**Instructions to follow**
For the word "ship", report how many lines of the records below contain it, and nothing more.

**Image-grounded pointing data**
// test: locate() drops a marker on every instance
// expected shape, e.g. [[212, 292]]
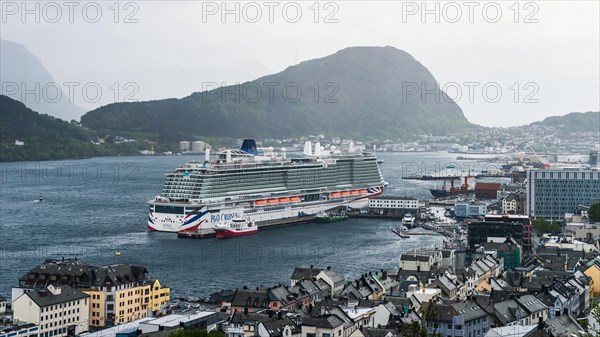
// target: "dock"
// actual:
[[209, 233]]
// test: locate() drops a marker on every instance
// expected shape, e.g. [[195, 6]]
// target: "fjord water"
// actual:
[[93, 208]]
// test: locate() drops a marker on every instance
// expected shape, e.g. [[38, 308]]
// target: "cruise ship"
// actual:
[[268, 188]]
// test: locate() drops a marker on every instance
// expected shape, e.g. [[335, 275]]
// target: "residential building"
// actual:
[[56, 310], [334, 279], [467, 210], [486, 190], [118, 293], [464, 319], [327, 326], [527, 231], [422, 260], [514, 203], [393, 204], [552, 192]]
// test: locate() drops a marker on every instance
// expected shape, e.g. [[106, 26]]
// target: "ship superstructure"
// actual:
[[267, 187]]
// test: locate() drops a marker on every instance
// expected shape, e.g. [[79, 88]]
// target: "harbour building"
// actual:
[[552, 193], [118, 293]]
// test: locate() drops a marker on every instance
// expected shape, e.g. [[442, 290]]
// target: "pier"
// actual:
[[209, 233]]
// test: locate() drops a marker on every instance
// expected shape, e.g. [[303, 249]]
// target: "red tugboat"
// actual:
[[235, 227]]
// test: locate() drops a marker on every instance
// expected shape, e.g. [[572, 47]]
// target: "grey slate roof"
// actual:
[[305, 273], [250, 298], [330, 322], [46, 298]]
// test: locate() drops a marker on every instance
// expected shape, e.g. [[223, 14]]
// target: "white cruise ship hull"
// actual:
[[193, 218]]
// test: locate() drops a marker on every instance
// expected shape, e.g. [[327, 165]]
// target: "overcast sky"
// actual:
[[169, 48]]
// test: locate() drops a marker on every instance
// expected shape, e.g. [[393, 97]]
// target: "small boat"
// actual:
[[401, 232], [324, 217], [235, 227]]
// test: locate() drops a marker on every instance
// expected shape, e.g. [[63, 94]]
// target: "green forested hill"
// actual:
[[358, 91]]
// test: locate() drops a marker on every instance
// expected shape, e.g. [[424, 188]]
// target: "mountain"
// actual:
[[574, 122], [46, 137], [23, 72], [355, 92]]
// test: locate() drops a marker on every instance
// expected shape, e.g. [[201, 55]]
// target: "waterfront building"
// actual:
[[487, 190], [552, 192], [525, 239], [56, 310], [467, 210], [509, 250], [420, 260], [514, 203], [393, 204], [459, 319], [118, 293]]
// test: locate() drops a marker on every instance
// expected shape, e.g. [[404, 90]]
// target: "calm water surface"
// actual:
[[95, 207]]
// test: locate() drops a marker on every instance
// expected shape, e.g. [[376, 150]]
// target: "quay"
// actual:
[[209, 233]]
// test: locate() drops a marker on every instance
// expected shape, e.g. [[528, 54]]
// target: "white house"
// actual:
[[58, 311]]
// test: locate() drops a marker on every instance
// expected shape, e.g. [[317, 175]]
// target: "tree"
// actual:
[[594, 212], [197, 333]]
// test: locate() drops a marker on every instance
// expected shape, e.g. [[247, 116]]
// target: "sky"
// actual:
[[506, 63]]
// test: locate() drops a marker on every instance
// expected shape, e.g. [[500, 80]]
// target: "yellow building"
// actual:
[[118, 293], [160, 296]]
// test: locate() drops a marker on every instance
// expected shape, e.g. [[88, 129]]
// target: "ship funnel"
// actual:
[[307, 150], [249, 146], [317, 149]]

**Task output**
4